━━━━━ Source

• Setting Back in Motion – Oldest Industry of India

    Posted by Textile Basket

    Setting Back in Motion – Oldest Industry of India
    November 8 th 2016, Narendra Modi announced the demonetization of Rs. 500
    and Rs. 1000 notes, with this began a race of time, people were running around to
    convert their old notes and buy in newer Rs. 500 and Rs. 2000 notes, one such
    industry within this commotion was the Textile Industry of India, the one industry
    which still comprises of second largest employment all across India and in year
    2010 contributed to 11.04% of total exports of India.
    Textile Industry employment consists of both literate and illiterate class
    basically the blue-collar jobs that work mainly on cash. With the absolute cash
    crunch suddenly in the picture it was very difficult to continue work while providing
    to the basic needs of the family for the employees. The Employer was ready to pay
    however in old cash, but the employees being from various backgrounds most of
    them without even appropriate ID cards found it difficult to work under such
    situation where they would have no place to go convert the cash.
    Starting from top down on the value chain, purchase of apparels was highly
    affected due to unavailability of liquid cash, which in turn affected the cash flow to
    the textile industry. Textile Manufacturers into seasonal wear were highly affected,
    since the announcement on November 8 th 2016, the sales of winter wear in India
    highly dropped due to lack of liquid cash. The retailers were affected due to the slow
    down of apparel purchase, resulting in a less cash flow into the textile
    manufacturing, which resulted in the complete slow down of the value chain. Cotton
    harvest season is around October – November, however due to demonetization,
    farmers were unable to sell their cotton resulting in increased inventories, and
    bottoming of prices.
    Looking at both sides of the coin, clothing is one of our basic necessities;
    eventually it would fall back into its place once the country is comfortable with the
    routine of newer notes. We will always need clothes and eventually would start
    purchasing apparels with credit/debit and online modes. This in turn would start
    the cash flow in retailers and eventually leading down to manufacturers and mills.

━━━━━━━━━━

- _Given problem A_
Set down, word for word, the part of the demonetization post that begins at the words "Textile Industry employment" and stops after "convert the cash.".
- _Given problem B_
According to the demonetization post, what percentage of India's total exports did the textile industry contribute in 2010?
- _Given problem C_
Translate this sentence from the demonetization post into Spanish: "We will always need clothes and eventually would start purchasing apparels with credit/debit and online modes."
The data that comes after the demonetization post plays no part here.

━━━━━ Data provided

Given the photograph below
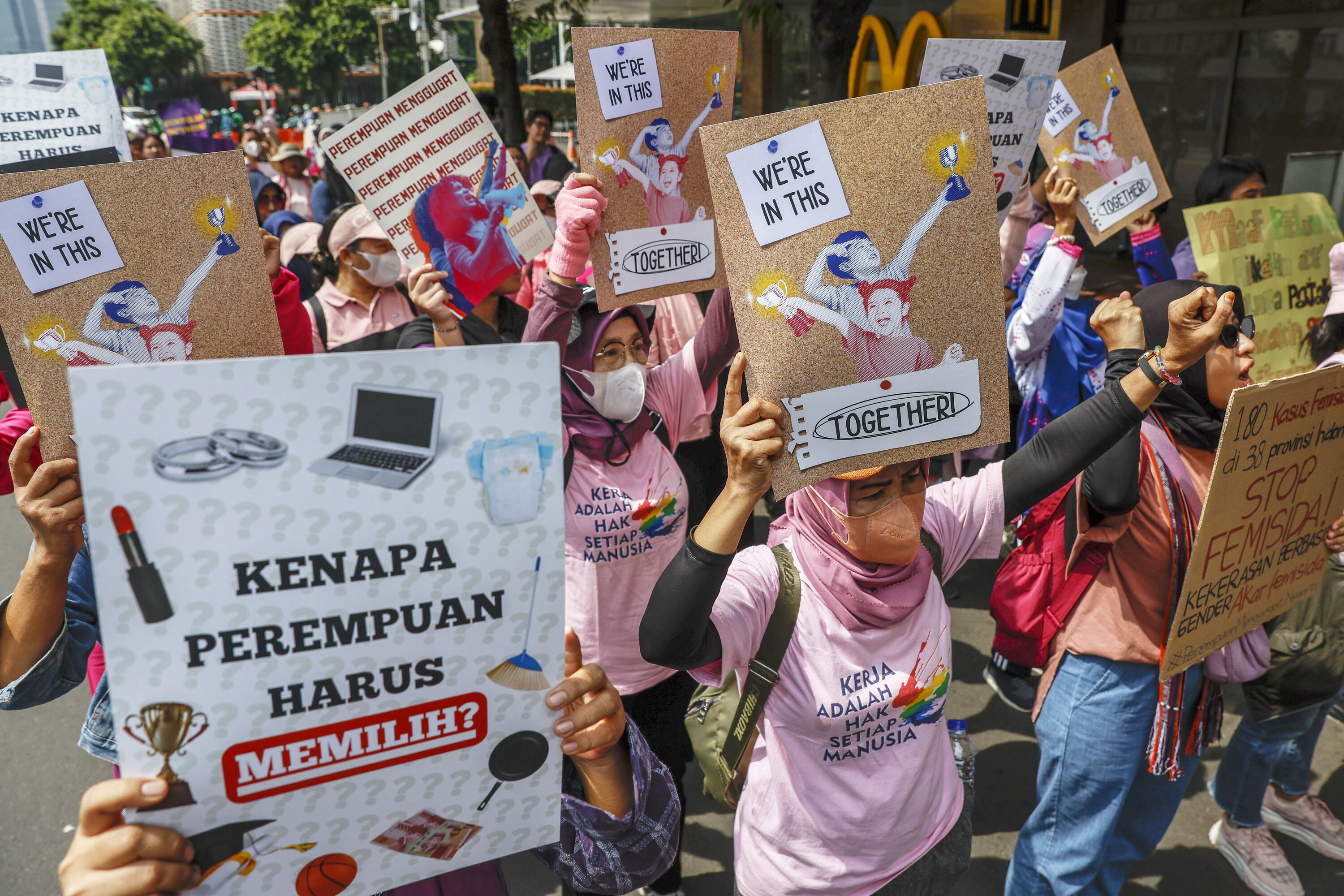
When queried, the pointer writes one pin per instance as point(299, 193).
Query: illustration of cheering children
point(1096, 146)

━━━━━━━━━━

- _Written reply A_
Textile Industry employment consists of both literate and illiterate class
    basically the blue-collar jobs that work mainly on cash. With the absolute cash
    crunch suddenly in the picture it was very difficult to continue work while providing
    to the basic needs of the family for the employees. The Employer was ready to pay
    however in old cash, but the employees being from various backgrounds most of
    them without even appropriate ID cards found it difficult to work under such
    situation where they would have no place to go convert the cash.

- _Written reply B_
11.04%

- _Written reply C_
Siempre necesitaremos ropa y con el tiempo empezaríamos a comprar prendas con crédito/débito y por medios en línea.